• STATED TASK:
Give a verbatim repeat of the lines that run from the line containing "Mark the wet" to the end of the data below.

• DATASET:

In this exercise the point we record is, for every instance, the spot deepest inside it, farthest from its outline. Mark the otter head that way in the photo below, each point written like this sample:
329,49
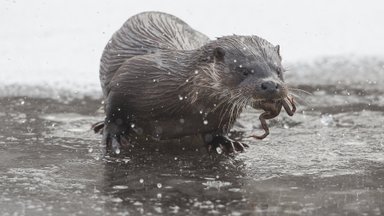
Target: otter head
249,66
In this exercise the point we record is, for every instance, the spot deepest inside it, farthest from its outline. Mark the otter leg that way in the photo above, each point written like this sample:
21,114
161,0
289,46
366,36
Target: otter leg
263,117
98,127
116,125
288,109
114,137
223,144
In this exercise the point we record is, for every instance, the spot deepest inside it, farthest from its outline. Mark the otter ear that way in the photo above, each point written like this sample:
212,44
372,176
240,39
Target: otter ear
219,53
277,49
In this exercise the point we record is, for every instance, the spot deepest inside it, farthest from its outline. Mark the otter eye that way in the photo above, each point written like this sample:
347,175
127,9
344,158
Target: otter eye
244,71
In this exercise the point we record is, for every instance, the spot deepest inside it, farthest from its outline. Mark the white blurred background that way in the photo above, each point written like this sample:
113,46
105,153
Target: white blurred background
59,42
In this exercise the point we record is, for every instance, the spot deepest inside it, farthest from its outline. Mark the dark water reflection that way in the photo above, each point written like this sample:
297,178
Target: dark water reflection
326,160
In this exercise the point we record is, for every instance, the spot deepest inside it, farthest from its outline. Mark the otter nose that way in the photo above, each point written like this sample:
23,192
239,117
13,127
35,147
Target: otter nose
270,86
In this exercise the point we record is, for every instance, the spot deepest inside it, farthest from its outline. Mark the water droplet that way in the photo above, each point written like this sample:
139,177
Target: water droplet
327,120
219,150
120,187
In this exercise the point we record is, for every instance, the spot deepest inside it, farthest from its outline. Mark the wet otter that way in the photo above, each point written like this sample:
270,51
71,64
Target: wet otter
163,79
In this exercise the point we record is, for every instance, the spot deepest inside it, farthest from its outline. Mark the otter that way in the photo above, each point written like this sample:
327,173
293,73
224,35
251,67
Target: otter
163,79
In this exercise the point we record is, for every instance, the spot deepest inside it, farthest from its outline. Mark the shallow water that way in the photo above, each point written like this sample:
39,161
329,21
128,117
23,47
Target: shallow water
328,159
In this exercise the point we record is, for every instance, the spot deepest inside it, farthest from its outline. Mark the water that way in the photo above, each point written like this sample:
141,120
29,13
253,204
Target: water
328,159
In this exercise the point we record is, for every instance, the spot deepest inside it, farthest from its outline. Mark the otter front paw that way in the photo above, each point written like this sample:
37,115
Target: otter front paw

• SOLUTION FOR THIS PROBLEM:
In this exercise the point we record is, for every instance, the spot deepest inside it, farthest from its outline. Mark the wet otter that way in the photo above, each point written like this sample:
270,51
71,64
Target: wet otter
163,79
In this exercise the point we record is, for every instance, the spot deepest inside it, farthest from its outline. Mark the otter that way in the photo above, each point written like this sample:
327,173
293,73
224,35
251,67
Target: otter
163,79
In this exercise the point we record is, for every instance, the spot deepest inside it, farthest from its outline. Mark the shallow water that way in the photo above, each point written like this sample:
39,161
329,21
128,117
23,47
Target: shallow water
328,159
In this exercise the point we record is, for every instance, the spot deepest inside it, farthest from its outline. Mark the water that way in the photo above, each point written like this sample:
141,120
29,13
253,204
Target: water
328,159
In this exercise the point we record is, for every instance, the spot deepest inside it, farthest from its outline. Mark the otter front paw that way in the photo above, each point written like this sample:
37,115
Target: otter front paw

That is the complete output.